How’s the family by the way.

Martin Yan: They’re doing well. We just had our third shot, so everything is going well.

Introduction to Food in Communist China

Kirk Bachmann: Great. Not too long ago, you said that when it comes to cooking you didn’t work in the kitchen because you loved to cook, but that you had no choice. I’m taking you all the way back to China when you were growing up. How were you first introduced to the kitchen? This was so long before you became a celebrity on television. What made you decide to become a professional chef?

Martin Yan: To make a long story short: before I was born, my father actually ran a small, very successful 60-seat restaurant in the heart of Guangzhou, China, where I was born. My mother actually ran and owned a grocery store about a block away, so when I was a little kid, I would run around between the grocery story. I knew all the soy sauce, the hoisan sauce, black bean sauce, tofu, and fermented bean curd. Dinner time, I would go to my father’s restaurant. I started basically from the ground up when I was little kid. I would crawl around and pick up all these droppings of food up off the floor. I have a taste for good food.

This is the first introduction that I had with food in the true sense. In those days, the communists took over the business, so my father and mother ended up working for the state, for the city instead of owning their business. Life was pretty tough. We grew up in a very terrible time in modern Chinese history. As a kid, most of us went to bed hungry, because everything was rationed. Each month, we only had four ounces of oil and two pounds of meat. For a whole month! Meat means pork. No chicken, no beef, no seafood, nothing. Just two pounds. So you had a quarter of a cup of oil. You had to spread it out for the whole month. My parents instead of owning a restaurant, they ended up working. Food was very precious. Anything that you can find, anything you eat, anything you can eat and maintain your life and your health, you’ve got to eat it. It has been very tough.

Work item: Carry on the Martin Yan interview about food in Communist China, picking up after its last sentence.

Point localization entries
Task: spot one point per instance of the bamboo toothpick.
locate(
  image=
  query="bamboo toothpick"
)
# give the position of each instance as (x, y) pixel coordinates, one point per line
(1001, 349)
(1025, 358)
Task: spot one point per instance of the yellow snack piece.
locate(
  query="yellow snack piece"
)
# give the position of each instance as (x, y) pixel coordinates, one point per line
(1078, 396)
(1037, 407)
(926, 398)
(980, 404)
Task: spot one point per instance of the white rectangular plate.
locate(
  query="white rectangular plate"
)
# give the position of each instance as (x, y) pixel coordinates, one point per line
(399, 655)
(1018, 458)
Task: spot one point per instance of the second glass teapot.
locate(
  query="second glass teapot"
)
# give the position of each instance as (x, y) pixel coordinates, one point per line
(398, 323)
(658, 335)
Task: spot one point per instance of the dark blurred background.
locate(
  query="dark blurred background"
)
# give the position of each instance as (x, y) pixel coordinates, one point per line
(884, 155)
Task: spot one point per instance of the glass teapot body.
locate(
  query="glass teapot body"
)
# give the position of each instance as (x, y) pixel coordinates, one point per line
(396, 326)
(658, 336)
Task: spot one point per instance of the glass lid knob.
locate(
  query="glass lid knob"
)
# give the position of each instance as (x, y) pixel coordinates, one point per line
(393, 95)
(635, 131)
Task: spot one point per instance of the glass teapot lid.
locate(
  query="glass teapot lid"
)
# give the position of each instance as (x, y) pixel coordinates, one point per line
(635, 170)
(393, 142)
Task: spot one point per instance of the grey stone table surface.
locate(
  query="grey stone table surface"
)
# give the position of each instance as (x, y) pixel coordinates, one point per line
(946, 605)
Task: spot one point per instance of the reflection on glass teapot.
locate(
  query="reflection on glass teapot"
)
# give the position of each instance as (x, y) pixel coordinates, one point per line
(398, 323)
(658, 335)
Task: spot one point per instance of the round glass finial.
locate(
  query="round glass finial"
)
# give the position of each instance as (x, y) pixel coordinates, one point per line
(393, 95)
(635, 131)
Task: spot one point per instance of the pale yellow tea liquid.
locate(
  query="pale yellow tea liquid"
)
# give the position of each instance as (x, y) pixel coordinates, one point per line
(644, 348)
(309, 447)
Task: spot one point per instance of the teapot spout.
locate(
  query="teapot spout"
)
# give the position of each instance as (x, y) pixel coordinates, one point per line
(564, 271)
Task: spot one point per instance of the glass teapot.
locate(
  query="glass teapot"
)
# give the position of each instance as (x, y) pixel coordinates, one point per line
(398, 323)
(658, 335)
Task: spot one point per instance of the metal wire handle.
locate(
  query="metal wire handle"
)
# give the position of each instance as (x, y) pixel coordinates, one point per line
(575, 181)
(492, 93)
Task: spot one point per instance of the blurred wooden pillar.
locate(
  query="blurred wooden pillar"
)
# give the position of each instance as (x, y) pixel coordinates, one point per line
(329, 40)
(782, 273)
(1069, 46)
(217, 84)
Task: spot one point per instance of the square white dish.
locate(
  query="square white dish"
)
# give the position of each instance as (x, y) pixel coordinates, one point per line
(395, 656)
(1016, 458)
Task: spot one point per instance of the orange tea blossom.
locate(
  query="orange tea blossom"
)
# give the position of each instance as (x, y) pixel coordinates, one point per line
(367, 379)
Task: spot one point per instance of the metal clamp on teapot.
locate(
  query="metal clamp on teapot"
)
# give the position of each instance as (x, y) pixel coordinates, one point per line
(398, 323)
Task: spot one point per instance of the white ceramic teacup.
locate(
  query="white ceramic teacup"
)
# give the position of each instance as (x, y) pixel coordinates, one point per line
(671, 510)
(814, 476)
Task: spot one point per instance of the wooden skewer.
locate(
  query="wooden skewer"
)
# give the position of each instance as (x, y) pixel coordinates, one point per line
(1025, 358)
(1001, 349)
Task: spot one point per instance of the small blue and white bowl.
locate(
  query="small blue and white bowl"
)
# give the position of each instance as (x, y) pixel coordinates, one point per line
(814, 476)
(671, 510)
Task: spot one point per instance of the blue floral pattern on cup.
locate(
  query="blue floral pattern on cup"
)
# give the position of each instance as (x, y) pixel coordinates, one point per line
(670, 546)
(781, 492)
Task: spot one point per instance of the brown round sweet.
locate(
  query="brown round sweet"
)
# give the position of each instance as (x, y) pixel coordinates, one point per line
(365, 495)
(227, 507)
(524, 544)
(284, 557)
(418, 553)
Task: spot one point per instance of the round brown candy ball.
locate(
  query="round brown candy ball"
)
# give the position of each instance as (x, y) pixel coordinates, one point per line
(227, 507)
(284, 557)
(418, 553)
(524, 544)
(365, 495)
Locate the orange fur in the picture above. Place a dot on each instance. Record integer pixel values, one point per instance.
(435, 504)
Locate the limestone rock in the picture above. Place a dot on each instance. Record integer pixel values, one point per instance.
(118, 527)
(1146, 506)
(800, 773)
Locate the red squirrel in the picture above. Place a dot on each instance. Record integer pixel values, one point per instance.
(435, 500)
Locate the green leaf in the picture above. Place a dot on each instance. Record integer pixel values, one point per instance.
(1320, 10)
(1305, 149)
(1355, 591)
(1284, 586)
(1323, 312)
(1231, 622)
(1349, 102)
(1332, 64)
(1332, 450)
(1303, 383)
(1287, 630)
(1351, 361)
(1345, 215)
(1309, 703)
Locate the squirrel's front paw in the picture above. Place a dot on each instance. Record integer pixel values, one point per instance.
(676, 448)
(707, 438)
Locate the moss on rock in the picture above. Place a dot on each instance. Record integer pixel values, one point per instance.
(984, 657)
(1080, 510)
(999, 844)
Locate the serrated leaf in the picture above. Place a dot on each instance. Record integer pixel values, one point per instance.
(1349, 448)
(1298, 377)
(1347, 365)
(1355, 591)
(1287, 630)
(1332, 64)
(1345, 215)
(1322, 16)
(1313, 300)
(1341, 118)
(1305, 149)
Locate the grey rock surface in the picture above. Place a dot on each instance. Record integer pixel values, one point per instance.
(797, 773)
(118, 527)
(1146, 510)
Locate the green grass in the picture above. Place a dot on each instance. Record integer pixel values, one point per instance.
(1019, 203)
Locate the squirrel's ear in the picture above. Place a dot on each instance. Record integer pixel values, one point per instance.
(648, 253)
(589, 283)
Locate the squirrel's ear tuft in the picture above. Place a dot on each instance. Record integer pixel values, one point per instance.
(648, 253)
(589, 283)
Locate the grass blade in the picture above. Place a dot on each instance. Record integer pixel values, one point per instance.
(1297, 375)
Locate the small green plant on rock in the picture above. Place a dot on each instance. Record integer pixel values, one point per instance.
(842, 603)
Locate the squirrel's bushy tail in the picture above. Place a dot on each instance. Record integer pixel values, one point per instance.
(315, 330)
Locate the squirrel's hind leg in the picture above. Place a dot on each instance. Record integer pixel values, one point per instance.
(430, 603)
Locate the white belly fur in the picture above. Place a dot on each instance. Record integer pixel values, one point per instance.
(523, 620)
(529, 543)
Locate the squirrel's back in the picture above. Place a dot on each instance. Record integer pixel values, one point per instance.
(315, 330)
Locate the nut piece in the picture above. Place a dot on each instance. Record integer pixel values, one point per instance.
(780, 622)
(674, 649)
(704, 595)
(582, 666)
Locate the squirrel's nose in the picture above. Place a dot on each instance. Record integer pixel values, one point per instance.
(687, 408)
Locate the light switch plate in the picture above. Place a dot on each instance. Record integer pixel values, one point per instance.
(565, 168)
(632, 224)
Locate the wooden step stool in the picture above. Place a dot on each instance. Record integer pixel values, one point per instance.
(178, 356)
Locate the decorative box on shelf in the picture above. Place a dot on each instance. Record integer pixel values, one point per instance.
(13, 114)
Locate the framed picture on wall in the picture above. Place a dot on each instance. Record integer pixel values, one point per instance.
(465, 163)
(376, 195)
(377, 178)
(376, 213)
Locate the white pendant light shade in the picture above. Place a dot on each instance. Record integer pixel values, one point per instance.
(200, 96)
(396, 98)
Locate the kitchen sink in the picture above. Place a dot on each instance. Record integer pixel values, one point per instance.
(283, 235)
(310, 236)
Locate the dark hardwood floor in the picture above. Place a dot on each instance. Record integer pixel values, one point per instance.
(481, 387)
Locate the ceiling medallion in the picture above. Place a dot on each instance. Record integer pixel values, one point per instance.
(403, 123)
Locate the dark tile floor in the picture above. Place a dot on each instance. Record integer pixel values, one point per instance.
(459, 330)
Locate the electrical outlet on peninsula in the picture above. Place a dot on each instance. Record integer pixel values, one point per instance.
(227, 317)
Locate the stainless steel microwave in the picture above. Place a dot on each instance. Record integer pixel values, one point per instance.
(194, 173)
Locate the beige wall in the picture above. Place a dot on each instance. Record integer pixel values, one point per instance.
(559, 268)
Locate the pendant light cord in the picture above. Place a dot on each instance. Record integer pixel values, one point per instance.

Solved exercise:
Kirk Bachmann: Did you have siblings growing up as well?

Martin Yan: Yeah. I have a younger brother. He always wanted to be a chef. When I was 13, I left China. My father passed away when I was about five or six years old. We left China and I went to Hong Kong and stayed with a distant uncle while I went to high school. I actually worked in the restaurant after school, on weekends, and also in the summer. Basically, I had the opportunity to practice cutting vegetables, filleting fish, boning a chicken. That’s why I always joke with people, “I can bone a chicken in 18.2 seconds.”

Kirk Bachmann: Yes, you can! The area where you grew up is one of the largest cities in the region, and the birthplace of Cantonese cuisine, right?

Martin Yan: Yes.

Kirk Bachmann: My understanding of that cuisine – what I love is the sweet sauces with the vegetables and the pork.

Martin Yan: A lot of stir fry.

The Importance of Southern China

Kirk Bachmann: You left when you were 13. You were in Hong Kong. How did the traditions of the area where you grew up in your memories influence who you became down the road? How did it influence your culinary journey?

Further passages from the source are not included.